→ **What you have to do**:
Return, exactly, the line that contains "# point at: fireplace in" together with all lines after it to the end of the entries, and no further lines.

→ **Input for this task**:
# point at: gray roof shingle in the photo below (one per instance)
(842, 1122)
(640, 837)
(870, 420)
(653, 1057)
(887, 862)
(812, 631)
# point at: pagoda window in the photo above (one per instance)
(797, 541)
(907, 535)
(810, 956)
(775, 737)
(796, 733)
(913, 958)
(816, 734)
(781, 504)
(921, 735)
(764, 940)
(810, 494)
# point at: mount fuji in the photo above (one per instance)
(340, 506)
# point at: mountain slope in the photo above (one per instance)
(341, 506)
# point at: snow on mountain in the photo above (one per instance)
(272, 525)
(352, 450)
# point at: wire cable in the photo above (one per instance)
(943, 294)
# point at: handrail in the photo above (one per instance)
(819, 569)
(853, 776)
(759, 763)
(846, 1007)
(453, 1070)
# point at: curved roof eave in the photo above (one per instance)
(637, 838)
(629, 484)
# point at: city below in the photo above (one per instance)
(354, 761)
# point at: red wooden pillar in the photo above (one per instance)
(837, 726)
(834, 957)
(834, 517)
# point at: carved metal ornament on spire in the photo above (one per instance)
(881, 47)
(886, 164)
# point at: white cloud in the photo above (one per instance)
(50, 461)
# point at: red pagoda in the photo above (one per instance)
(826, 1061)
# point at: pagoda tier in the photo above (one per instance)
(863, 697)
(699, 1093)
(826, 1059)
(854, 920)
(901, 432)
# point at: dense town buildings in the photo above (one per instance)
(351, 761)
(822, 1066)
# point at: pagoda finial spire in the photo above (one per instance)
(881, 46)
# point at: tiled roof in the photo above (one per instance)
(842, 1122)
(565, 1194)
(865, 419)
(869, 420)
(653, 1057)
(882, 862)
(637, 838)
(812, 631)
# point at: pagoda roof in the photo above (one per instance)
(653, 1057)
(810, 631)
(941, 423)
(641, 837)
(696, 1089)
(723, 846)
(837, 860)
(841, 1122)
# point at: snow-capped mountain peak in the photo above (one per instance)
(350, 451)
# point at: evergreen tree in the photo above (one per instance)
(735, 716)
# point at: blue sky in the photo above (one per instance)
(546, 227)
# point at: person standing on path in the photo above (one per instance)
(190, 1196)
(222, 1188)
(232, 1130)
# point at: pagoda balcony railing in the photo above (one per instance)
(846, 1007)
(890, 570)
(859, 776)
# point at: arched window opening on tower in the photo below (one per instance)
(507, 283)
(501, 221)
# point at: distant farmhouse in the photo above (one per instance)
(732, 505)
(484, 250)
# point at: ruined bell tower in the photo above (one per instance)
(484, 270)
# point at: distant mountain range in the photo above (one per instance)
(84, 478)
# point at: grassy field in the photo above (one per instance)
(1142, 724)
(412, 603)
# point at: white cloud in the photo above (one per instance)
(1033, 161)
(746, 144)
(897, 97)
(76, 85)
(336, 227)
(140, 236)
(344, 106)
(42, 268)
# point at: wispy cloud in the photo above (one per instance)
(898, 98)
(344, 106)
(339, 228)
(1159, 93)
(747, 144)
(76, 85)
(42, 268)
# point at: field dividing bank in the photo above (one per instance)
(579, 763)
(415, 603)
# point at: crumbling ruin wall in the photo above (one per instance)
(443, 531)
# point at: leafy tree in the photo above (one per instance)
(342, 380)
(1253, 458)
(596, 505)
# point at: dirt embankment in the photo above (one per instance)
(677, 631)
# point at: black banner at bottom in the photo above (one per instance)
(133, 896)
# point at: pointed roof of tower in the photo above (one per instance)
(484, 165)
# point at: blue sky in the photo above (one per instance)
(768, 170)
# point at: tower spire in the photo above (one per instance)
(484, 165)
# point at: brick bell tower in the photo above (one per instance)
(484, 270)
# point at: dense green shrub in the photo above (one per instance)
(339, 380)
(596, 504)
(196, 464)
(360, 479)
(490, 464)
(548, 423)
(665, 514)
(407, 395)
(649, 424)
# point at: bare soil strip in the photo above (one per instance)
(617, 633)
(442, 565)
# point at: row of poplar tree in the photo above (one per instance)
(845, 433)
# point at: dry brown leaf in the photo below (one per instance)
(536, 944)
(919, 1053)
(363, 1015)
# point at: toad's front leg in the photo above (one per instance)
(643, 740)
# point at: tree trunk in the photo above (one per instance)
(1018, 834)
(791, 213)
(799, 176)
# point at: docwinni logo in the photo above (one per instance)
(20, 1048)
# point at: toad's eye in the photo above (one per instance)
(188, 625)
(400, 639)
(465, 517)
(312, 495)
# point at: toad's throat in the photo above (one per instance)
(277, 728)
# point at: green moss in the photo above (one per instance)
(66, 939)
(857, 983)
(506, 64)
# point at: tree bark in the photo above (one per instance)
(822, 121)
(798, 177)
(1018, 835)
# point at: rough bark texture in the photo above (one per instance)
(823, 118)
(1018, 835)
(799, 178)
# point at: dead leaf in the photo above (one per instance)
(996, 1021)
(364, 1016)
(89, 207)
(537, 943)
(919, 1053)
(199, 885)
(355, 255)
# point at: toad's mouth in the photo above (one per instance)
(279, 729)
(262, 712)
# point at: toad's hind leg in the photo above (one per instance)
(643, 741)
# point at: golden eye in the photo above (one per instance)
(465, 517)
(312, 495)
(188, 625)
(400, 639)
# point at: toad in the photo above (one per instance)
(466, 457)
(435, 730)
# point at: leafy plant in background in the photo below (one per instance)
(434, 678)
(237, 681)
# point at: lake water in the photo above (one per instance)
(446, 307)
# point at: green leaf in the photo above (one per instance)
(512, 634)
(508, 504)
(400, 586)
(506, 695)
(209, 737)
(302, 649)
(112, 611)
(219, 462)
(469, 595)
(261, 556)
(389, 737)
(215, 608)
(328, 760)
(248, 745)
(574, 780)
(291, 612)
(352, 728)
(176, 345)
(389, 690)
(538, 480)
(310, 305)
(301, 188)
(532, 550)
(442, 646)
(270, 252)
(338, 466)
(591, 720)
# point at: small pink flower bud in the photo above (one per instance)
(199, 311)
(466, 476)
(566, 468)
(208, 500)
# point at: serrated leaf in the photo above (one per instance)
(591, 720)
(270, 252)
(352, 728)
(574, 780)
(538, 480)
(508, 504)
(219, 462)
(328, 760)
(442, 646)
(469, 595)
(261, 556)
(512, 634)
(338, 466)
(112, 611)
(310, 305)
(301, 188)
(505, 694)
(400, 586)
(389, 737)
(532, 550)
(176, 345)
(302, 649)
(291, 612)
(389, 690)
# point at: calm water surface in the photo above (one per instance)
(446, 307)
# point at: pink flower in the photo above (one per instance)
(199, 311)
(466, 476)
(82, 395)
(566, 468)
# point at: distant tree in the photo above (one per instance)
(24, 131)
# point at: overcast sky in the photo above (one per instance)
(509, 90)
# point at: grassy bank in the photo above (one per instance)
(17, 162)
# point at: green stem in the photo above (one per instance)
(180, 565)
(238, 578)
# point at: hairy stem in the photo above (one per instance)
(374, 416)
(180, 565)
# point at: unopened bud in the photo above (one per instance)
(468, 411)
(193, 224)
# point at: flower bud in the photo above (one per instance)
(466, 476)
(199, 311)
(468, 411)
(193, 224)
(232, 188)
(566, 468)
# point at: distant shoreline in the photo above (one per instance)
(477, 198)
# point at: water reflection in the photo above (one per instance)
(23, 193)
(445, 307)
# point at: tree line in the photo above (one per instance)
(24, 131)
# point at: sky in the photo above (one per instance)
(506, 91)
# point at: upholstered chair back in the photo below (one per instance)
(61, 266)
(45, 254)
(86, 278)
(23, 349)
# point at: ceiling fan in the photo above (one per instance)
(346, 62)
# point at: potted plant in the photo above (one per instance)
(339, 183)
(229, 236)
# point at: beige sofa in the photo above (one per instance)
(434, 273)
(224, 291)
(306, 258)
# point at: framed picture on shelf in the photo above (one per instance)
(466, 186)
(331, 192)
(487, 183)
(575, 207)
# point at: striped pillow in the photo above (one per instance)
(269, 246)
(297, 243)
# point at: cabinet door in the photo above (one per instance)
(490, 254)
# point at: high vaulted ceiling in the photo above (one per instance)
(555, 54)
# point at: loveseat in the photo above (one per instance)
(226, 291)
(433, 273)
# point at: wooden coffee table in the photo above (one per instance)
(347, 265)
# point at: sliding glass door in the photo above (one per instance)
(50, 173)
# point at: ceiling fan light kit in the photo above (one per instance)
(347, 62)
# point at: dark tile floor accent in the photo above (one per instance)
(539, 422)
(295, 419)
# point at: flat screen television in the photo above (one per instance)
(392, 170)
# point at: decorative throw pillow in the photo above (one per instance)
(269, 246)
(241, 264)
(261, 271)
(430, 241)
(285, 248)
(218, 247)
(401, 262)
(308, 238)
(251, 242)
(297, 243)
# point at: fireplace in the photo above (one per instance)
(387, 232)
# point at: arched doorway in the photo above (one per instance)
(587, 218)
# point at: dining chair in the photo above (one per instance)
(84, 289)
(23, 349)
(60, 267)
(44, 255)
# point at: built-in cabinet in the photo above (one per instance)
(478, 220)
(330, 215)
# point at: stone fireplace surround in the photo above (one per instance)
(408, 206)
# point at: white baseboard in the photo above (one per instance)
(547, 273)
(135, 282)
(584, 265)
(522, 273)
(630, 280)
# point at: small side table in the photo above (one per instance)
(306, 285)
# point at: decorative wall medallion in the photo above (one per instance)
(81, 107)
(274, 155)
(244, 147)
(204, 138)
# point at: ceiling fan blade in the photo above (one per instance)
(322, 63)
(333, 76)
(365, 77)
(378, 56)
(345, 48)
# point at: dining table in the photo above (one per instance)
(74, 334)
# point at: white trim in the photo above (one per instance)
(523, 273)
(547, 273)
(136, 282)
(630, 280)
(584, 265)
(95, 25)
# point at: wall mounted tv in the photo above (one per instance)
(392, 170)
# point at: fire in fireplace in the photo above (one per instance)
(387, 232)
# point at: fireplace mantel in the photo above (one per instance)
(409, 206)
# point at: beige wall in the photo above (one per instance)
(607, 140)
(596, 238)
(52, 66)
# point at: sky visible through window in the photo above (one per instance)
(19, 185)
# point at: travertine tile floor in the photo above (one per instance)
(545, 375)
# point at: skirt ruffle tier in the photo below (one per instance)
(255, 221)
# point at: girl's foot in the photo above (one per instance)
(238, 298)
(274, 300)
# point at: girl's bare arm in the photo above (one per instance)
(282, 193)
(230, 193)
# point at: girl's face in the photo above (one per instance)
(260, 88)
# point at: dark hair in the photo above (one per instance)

→ **Answer to this exercise**:
# point at: fireplace in the photo above (one per instance)
(387, 232)
# point at: arched doorway in the photo above (one per instance)
(587, 218)
# point at: dining chair in the photo above (one per instance)
(84, 289)
(23, 349)
(60, 267)
(44, 255)
# point at: built-in cabinet in the photo above (one per instance)
(478, 220)
(330, 215)
# point at: stone fireplace surround in the photo above (one per instance)
(408, 206)
# point at: white baseboard in the photo above (one per instance)
(547, 273)
(135, 282)
(584, 265)
(522, 273)
(630, 280)
# point at: small side table in the photo above (one per instance)
(306, 285)
# point at: decorative wall medallion in the photo above (one per instance)
(81, 107)
(274, 155)
(244, 147)
(204, 138)
# point at: ceiling fan blade in the photo above (one per instance)
(322, 63)
(333, 76)
(365, 77)
(378, 56)
(345, 48)
# point at: dining table in the photo above (one per instance)
(74, 334)
# point at: white trim in the photo above (one per instance)
(523, 273)
(547, 273)
(136, 282)
(630, 280)
(584, 265)
(95, 25)
# point at: wall mounted tv in the photo above (one per instance)
(392, 170)
# point at: fire in fireplace in the photo above (one per instance)
(387, 232)
# point at: fireplace mantel in the photo above (one per instance)
(409, 206)
# point at: beige wall in the photo above (one per instance)
(607, 140)
(596, 238)
(52, 66)
# point at: sky visible through window in the photo above (one per instance)
(19, 185)
# point at: travertine tile floor in the photo above (one per instance)
(545, 375)
# point at: skirt ruffle tier in the photo below (one per instance)
(255, 221)
# point at: girl's foot in the photo above (one per instance)
(238, 298)
(274, 300)
# point at: girl's bare arm in the photo above (one per instance)
(282, 193)
(230, 193)
# point at: girl's face in the photo above (one per instance)
(260, 88)
# point at: dark hair in the photo above (one per instance)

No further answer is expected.